:: Texte présenté ::
==========
Une guerre civile sans fin
À son retour des guerres en Gaule, Jules César[1], en franchissant le Rubicon (49 av. n. è.) à la tête de son armée, déclencha un conflit dont l’ampleur divisa le monde romain[2]. Son principal adversaire et ancien collègue triumvir[3], Gnaeus Pompée[4], se rangea du côté des sénateurs et prit la fuite vers l’Orient, où il a constitué une clientèle fidèle lors de ses conquêtes durant les années 60 av. n. è.
Deux camps se formèrent au sein de la population romaine, les « pompéiens » et les « césariens », et ils s’affrontèrent pendant plusieurs années à travers tout l’empire territorial romain. Poursuivis par les « césariens », les « pompéiens » sont battus à la bataille de Pharsale durant l’été 48. Pompée, étant parvenu à prendre une nouvelle fois la fuite, se dirigea vers l’Égypte. À peine débarqué, il est assassiné sur les ordres du roi Ptolémée XIII[5] et sa tête est amenée comme trophée à César[6].
La mort de Pompée ne mit néanmoins pas fin à la guerre civile[7]. En effet, ses fils, Gnaeus et Sextus[8], ainsi que ses principaux lieutenants, s’étaient réfugiés dans la province d’Hispanie. Après avoir célébré quatre triomphes à Rome[9], César partit pour l’Espagne en 46 av. n. è. C’est finalement le 17 mars 45 av. n. è. qu’eut lieu la dernière grande bataille de cette guerre civile.
La bataille de Munda : écrasement du parti pompéien
Situé dans le sud de l’Espagne actuelle[10], dans la province antique d’Hispania Ulterior, le site de Munda a été le théâtre de la dernière grande bataille de la guerre civile.
==========
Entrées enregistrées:
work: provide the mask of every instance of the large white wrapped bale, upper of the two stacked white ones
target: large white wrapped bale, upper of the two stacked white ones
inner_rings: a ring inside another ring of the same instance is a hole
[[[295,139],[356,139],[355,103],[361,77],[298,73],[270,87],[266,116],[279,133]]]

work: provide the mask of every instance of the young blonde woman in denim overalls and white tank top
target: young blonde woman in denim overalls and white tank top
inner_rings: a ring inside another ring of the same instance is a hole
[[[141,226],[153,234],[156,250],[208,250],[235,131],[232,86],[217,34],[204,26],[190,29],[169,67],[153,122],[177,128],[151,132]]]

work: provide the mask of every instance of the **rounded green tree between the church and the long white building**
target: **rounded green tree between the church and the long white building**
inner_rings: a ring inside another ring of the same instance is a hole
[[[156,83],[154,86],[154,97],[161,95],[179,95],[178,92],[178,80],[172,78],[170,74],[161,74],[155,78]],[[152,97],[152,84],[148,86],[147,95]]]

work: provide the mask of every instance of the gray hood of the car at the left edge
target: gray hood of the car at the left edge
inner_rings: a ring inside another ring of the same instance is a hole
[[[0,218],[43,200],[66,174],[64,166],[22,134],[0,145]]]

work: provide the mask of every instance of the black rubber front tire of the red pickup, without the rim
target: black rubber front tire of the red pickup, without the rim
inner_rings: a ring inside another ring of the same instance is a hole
==========
:: Tâches à faire ::
1 - D'après le texte sur la guerre civile romaine, à quelle date eut lieu la dernière grande bataille de cette guerre ?
2 - Extrayez du texte sur la guerre civile romaine le passage qui commence par les mots « Une guerre civile » et se termine par « 60 av. n. è. ».

:: Liste des réponses ::
1 - Le 17 mars 45 av. n. è.

2 -
Une guerre civile sans fin
À son retour des guerres en Gaule, Jules César[1], en franchissant le Rubicon (49 av. n. è.) à la tête de son armée, déclencha un conflit dont l’ampleur divisa le monde romain[2]. Son principal adversaire et ancien collègue triumvir[3], Gnaeus Pompée[4], se rangea du côté des sénateurs et prit la fuite vers l’Orient, où il a constitué une clientèle fidèle lors de ses conquêtes durant les années 60 av. n. è.